Exercise instructions: Copy only the lines of the material below that start with the line containing "the wooden post" and go through the line containing "Target: railing baluster". Include both of those lines.

Input data:
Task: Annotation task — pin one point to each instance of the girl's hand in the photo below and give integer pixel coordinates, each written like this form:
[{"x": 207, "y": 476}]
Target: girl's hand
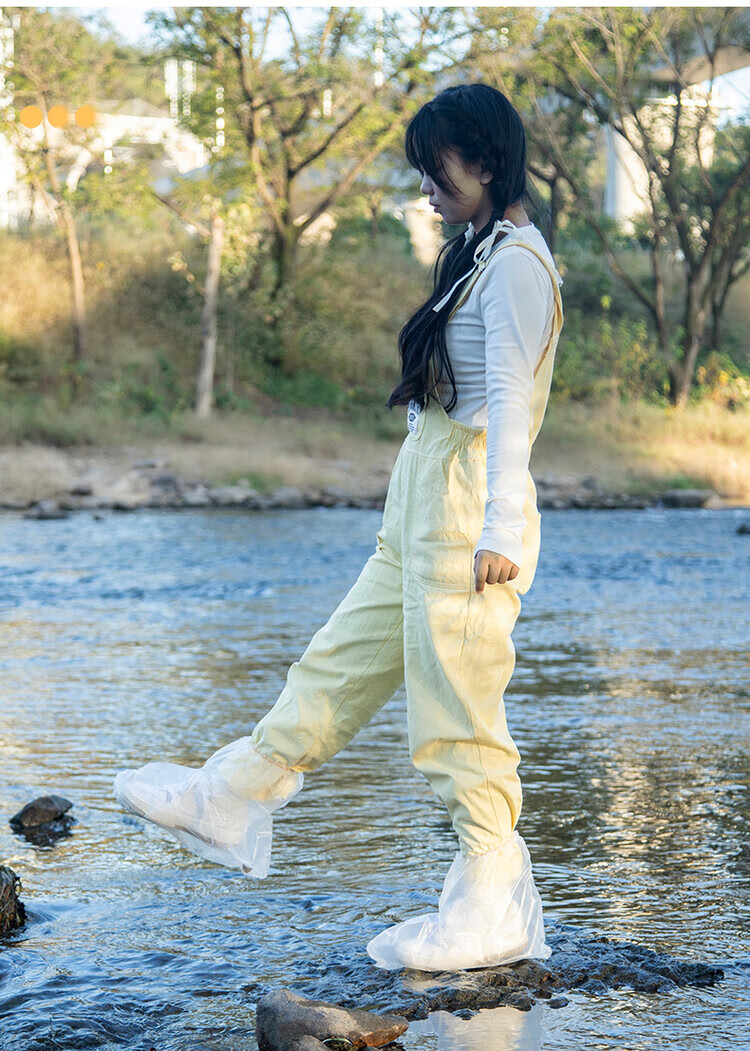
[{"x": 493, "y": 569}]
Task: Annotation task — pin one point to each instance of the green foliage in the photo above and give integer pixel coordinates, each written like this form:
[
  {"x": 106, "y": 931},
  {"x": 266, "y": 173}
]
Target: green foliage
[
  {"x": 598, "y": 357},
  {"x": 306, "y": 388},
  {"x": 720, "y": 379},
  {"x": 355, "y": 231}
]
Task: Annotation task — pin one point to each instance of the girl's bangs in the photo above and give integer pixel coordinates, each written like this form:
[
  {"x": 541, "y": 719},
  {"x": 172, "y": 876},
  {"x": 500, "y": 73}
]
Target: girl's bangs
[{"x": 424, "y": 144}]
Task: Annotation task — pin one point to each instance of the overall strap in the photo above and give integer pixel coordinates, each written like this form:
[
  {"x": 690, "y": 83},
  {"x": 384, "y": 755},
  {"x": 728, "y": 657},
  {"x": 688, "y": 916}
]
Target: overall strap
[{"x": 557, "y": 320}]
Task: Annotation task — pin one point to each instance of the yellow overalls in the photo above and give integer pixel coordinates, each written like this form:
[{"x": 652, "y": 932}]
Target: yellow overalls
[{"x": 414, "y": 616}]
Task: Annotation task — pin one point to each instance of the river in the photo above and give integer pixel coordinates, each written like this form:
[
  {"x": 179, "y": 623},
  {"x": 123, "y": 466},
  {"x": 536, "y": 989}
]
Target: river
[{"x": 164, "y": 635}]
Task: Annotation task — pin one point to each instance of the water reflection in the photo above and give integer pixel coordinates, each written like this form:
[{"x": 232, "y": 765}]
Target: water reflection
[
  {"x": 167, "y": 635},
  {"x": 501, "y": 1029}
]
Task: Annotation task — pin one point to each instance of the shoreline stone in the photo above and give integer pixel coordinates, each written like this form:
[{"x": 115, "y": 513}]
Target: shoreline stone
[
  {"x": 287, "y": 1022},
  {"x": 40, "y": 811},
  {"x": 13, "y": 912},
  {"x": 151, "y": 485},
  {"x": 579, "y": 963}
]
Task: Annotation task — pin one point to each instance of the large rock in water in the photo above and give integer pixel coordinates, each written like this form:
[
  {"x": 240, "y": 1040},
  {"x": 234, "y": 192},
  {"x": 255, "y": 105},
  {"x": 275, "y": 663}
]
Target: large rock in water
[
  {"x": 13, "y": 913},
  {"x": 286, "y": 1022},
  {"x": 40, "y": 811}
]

* * *

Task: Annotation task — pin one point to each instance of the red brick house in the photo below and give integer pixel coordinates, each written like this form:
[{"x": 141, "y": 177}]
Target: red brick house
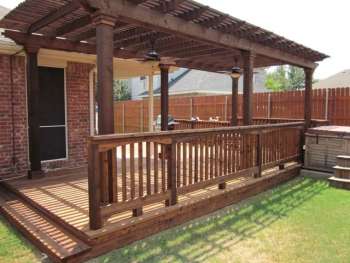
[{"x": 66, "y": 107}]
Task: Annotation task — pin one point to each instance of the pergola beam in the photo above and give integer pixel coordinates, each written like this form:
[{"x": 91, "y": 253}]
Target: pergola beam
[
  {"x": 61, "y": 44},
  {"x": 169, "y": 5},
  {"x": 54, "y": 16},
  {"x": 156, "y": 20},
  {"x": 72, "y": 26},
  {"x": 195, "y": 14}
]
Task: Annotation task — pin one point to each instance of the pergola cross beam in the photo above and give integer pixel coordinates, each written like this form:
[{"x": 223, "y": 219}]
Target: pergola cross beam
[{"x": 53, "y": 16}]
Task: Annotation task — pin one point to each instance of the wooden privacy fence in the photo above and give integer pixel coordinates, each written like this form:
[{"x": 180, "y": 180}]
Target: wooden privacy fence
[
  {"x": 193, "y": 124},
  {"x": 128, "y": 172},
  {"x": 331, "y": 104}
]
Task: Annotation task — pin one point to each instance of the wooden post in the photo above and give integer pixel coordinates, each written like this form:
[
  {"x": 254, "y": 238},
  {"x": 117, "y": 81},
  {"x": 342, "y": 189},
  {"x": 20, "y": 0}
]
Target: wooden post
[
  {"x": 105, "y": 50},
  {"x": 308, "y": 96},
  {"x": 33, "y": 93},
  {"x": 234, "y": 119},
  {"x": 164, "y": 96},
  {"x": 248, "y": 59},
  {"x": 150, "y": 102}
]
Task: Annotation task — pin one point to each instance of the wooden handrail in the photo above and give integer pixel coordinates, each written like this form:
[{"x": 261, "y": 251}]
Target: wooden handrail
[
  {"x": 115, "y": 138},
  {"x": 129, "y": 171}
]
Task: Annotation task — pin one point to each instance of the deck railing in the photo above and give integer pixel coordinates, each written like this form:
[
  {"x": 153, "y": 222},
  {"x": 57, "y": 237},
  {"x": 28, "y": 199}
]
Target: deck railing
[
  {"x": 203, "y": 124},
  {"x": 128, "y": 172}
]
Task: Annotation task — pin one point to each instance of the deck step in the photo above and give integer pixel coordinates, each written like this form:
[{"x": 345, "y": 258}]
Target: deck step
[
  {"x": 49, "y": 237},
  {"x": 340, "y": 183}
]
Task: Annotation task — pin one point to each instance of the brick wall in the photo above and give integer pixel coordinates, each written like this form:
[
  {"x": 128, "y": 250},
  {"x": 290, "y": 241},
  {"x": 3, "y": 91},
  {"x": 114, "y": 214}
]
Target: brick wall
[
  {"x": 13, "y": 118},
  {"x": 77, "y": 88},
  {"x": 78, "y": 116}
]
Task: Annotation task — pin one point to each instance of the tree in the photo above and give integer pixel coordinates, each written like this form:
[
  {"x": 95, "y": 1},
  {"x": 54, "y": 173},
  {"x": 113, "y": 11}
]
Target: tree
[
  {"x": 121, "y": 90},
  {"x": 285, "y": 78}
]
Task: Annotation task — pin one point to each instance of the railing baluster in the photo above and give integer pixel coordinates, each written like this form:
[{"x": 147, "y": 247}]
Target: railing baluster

Response:
Task: Annotation task — pin one point to each instance of the wooden post in the photo above and give integer pixel coordinates, each written like this form:
[
  {"x": 254, "y": 238},
  {"x": 117, "y": 81},
  {"x": 342, "y": 189},
  {"x": 20, "y": 0}
]
Target: wooden post
[
  {"x": 105, "y": 50},
  {"x": 308, "y": 96},
  {"x": 33, "y": 93},
  {"x": 234, "y": 119},
  {"x": 164, "y": 96},
  {"x": 248, "y": 59},
  {"x": 150, "y": 102}
]
Task: Annotation task — pin one point to each instance of the wooden handrail in the photo above and give integer pixel coordinates, each written like this form:
[{"x": 261, "y": 251}]
Target: wooden handrail
[
  {"x": 115, "y": 138},
  {"x": 129, "y": 171}
]
Task: Annotation task — pin one point to each instance of the deck railing in the photo above and give integer pixel coordinates, each written like this form:
[
  {"x": 153, "y": 222},
  {"x": 57, "y": 237},
  {"x": 28, "y": 199}
]
Target: deck railing
[
  {"x": 203, "y": 124},
  {"x": 128, "y": 172}
]
Task: Annotation task — pin one point to each instance of the deck step in the photo above and give integer pixel coordinates, each written like this form:
[{"x": 345, "y": 258}]
Target: deck step
[
  {"x": 49, "y": 237},
  {"x": 340, "y": 183}
]
Task: Annotation task — pin one point to each instance of the brick wall in the photo above and give integer pixel coordinates, each written like this form:
[
  {"x": 128, "y": 250},
  {"x": 290, "y": 241},
  {"x": 3, "y": 91},
  {"x": 114, "y": 214}
]
Target: brick wall
[
  {"x": 13, "y": 118},
  {"x": 77, "y": 88},
  {"x": 78, "y": 116}
]
Task: Annotation task — pin one point to each instance of the tree in the photo above and give integer pixel coordinates, each written like this form:
[
  {"x": 95, "y": 1},
  {"x": 54, "y": 173},
  {"x": 113, "y": 11}
]
Target: tree
[
  {"x": 121, "y": 90},
  {"x": 285, "y": 78}
]
Task: Annotation task — pin one point to each instance of the railing baluster in the photo above and give integer pixel coordinates, each written like this form:
[{"x": 147, "y": 247}]
Target: railing baluster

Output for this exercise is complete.